**COMPITO ASSEGNATO A**. Secondo il testo sulla suite "The Planets", in che anno fu concepito il brano dedicato a Marte?
**COMPITO ASSEGNATO B**. Trascrivi fedelmente il passo del testo sulla suite "The Planets" che comincia con "MARS, the bringer" e arriva fino a "pellicole di fantascienza!".

**DOCUMENTO DI ORIGINE**.
----

Molti altri criteri rispettano una struttura improntata alla simmetria: uno per tutti, la metrica in 5/4 che apre la Suite con la terrificante marcia guerresca di Marte, per chiuderla con lo stesso ritmo in 5, ovviamente rallentato, dopo quasi un’ora nell’ipnosi di Nettuno, vera e propria “musica dell’infinito”.
MARS, the bringer of War
Concepito con inquietante preveggenza nel 1914, alla vigilia dell’esplosione della Grande Guerra, Marte apre “The Planets” in maniera brutale e selvaggia: il pianeta delle eterne guerre è rappresentato, con un linguaggio definito dalla critica “una delle musiche più cattive mai create”, da un’implacabile marcia in 5/4, un “ostinato” tambureggiante e ossessivo sul quale si levano, minacciosi e brutalmente possenti, effetti di esplosioni, eserciti in minaccioso avvicinamento, visioni futuristiche di carrarmati. Un urlo disperato chiude questo barbaro inizio, in un’atmosfera distruttiva e sconvolgente. E’ evidente l’influsso di questo brano sulle odierne colonne sonore delle pellicole di fantascienza!

----

**RIGHE DEL DATASET**.
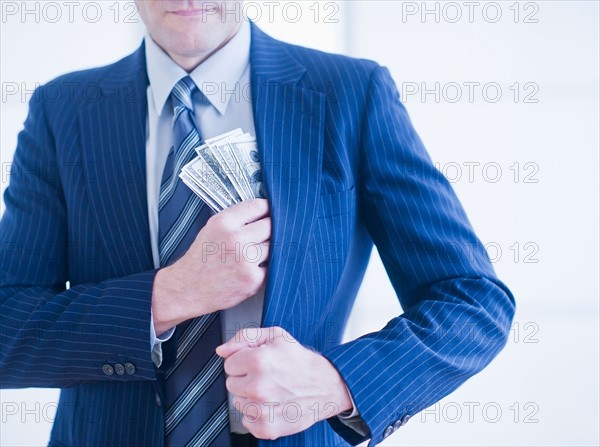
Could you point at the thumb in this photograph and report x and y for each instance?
(249, 338)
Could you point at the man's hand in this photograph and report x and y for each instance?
(280, 387)
(224, 266)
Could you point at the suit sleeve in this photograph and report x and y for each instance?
(50, 336)
(456, 313)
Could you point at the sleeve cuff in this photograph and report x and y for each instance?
(156, 342)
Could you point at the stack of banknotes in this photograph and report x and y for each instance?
(226, 171)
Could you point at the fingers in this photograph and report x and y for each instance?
(237, 363)
(238, 386)
(245, 212)
(249, 337)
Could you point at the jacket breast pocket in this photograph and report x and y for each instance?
(337, 203)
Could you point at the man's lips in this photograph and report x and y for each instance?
(192, 12)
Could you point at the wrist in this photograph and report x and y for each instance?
(335, 388)
(164, 302)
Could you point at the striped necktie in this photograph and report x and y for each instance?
(195, 394)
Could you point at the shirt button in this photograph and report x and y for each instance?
(119, 369)
(129, 368)
(388, 431)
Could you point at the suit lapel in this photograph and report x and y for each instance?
(113, 140)
(289, 123)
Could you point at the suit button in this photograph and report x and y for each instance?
(119, 369)
(388, 431)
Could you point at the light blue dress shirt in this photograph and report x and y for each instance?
(224, 79)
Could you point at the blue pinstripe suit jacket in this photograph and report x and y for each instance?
(343, 168)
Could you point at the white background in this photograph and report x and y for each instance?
(541, 226)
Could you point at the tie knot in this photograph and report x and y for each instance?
(183, 91)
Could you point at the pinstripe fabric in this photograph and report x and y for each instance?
(343, 168)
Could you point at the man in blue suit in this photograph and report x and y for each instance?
(131, 340)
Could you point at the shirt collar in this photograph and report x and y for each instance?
(216, 77)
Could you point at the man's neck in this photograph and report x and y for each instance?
(189, 63)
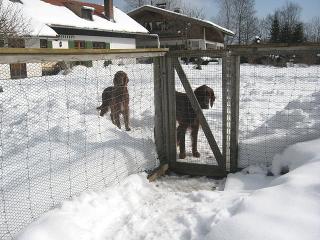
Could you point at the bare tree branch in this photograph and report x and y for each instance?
(12, 22)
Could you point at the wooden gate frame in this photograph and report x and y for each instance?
(165, 113)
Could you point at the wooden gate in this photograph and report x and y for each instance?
(186, 70)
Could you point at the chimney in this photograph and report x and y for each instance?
(108, 9)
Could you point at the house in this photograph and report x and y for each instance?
(66, 24)
(177, 30)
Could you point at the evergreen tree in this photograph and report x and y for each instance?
(298, 36)
(275, 30)
(285, 34)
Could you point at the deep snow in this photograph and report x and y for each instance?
(55, 146)
(252, 206)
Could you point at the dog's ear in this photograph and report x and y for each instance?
(212, 97)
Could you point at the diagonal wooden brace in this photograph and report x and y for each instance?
(196, 107)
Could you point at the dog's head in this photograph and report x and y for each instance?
(120, 79)
(205, 95)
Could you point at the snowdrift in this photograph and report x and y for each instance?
(252, 206)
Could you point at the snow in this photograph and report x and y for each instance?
(283, 207)
(46, 16)
(69, 149)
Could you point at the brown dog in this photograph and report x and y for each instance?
(116, 99)
(187, 117)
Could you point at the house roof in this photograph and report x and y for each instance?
(183, 16)
(45, 14)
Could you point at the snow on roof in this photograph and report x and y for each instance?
(44, 15)
(150, 7)
(89, 8)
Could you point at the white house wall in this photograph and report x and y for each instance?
(56, 44)
(5, 71)
(32, 42)
(115, 43)
(34, 70)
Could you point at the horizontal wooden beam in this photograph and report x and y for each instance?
(269, 48)
(194, 169)
(198, 53)
(32, 55)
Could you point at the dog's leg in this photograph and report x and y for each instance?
(126, 119)
(181, 133)
(116, 119)
(103, 110)
(194, 139)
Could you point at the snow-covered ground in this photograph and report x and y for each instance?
(55, 146)
(252, 206)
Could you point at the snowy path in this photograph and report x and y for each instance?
(252, 206)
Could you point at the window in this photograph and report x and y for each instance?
(18, 70)
(99, 45)
(86, 13)
(43, 43)
(16, 43)
(79, 44)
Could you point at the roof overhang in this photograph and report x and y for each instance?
(201, 22)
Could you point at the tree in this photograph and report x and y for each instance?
(13, 24)
(298, 35)
(275, 30)
(286, 25)
(238, 16)
(225, 17)
(312, 30)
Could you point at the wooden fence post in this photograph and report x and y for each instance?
(165, 122)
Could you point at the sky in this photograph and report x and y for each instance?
(310, 8)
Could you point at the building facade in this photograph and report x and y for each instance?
(178, 31)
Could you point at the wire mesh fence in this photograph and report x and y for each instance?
(204, 74)
(53, 142)
(279, 103)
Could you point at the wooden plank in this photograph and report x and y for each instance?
(196, 53)
(235, 83)
(46, 51)
(225, 138)
(158, 118)
(262, 49)
(158, 172)
(196, 107)
(29, 55)
(194, 169)
(171, 110)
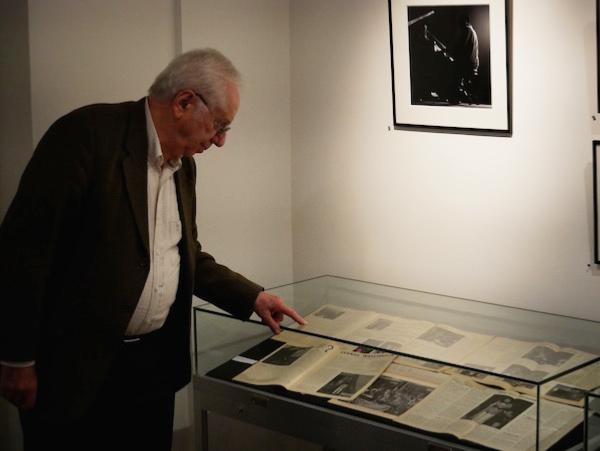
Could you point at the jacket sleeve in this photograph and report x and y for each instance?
(39, 219)
(217, 283)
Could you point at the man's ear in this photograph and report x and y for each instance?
(182, 102)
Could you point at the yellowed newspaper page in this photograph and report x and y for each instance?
(445, 343)
(388, 332)
(511, 423)
(397, 390)
(335, 321)
(344, 376)
(286, 364)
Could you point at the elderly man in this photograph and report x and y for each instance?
(100, 259)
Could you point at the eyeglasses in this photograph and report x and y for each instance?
(220, 129)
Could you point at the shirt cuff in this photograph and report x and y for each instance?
(18, 364)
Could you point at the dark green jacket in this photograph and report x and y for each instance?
(74, 256)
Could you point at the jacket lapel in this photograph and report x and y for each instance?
(185, 198)
(136, 171)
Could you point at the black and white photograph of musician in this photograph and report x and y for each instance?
(449, 49)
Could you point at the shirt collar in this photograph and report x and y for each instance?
(155, 155)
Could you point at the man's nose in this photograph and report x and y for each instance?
(218, 140)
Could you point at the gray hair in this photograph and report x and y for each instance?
(206, 71)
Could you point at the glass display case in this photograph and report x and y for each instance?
(383, 367)
(592, 420)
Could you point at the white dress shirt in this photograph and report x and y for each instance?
(164, 233)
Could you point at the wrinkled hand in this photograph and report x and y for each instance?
(19, 385)
(272, 309)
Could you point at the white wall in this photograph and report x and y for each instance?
(243, 189)
(95, 51)
(15, 145)
(505, 220)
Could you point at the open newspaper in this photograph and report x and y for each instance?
(535, 361)
(417, 337)
(456, 405)
(505, 356)
(318, 367)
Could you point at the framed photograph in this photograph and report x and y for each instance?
(451, 65)
(596, 188)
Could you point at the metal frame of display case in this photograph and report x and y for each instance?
(222, 339)
(592, 420)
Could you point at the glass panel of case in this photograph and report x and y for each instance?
(517, 363)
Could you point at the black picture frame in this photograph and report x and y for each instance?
(596, 197)
(441, 80)
(598, 53)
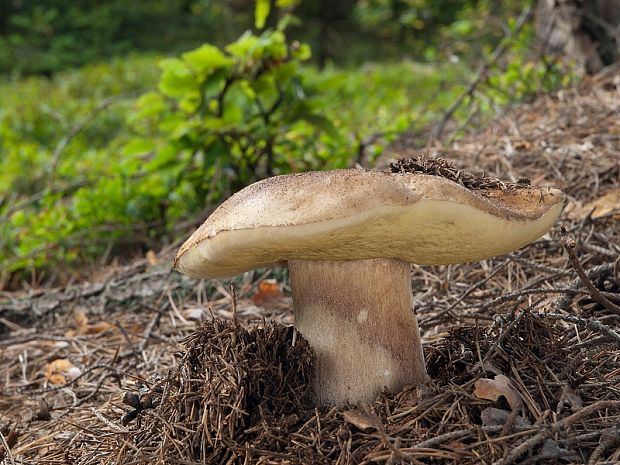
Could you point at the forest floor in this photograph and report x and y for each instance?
(523, 350)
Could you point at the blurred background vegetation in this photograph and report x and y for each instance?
(122, 124)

----

**SOLUZIONE DEL COMPITO A**. Nel 1914.

**SOLUZIONE DEL COMPITO B**.
MARS, the bringer of War
Concepito con inquietante preveggenza nel 1914, alla vigilia dell’esplosione della Grande Guerra, Marte apre “The Planets” in maniera brutale e selvaggia: il pianeta delle eterne guerre è rappresentato, con un linguaggio definito dalla critica “una delle musiche più cattive mai create”, da un’implacabile marcia in 5/4, un “ostinato” tambureggiante e ossessivo sul quale si levano, minacciosi e brutalmente possenti, effetti di esplosioni, eserciti in minaccioso avvicinamento, visioni futuristiche di carrarmati. Un urlo disperato chiude questo barbaro inizio, in un’atmosfera distruttiva e sconvolgente. E’ evidente l’influsso di questo brano sulle odierne colonne sonore delle pellicole di fantascienza!